-------- DATA SUPPLIED
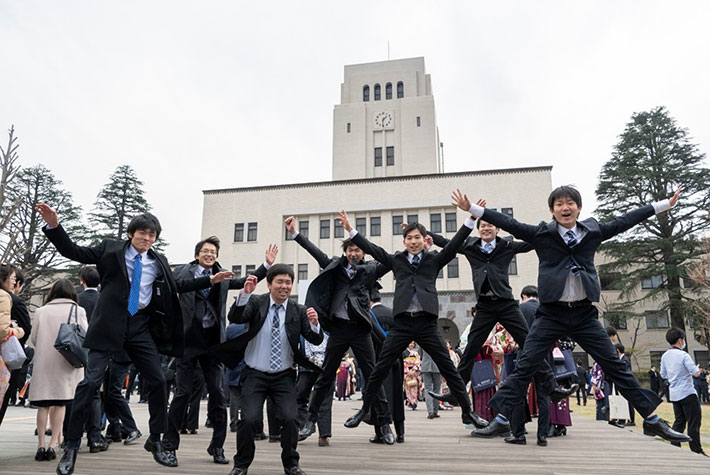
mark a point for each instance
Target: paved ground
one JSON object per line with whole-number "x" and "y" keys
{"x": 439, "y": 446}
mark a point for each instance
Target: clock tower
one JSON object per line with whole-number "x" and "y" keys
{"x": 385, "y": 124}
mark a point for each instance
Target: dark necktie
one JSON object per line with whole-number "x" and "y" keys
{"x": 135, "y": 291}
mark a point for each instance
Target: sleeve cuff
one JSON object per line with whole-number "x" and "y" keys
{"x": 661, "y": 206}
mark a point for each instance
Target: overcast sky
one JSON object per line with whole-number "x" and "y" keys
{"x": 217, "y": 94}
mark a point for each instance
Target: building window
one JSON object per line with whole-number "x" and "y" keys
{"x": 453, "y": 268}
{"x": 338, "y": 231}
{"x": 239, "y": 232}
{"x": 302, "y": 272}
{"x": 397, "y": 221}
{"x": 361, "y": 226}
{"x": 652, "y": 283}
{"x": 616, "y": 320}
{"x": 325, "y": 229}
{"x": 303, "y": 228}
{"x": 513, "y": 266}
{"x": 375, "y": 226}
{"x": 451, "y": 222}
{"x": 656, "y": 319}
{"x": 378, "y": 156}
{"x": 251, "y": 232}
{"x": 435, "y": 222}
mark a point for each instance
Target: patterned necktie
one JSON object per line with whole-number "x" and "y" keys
----------------
# WORK ORDER
What you return must be the line that contains "Target: patterned necktie" followed by every remaining line of the material, all exactly as written and nothing more.

# SOLUTION TO THE EXERCISE
Target: patterned necktie
one JSON object per line with whole-number "x" and "y" keys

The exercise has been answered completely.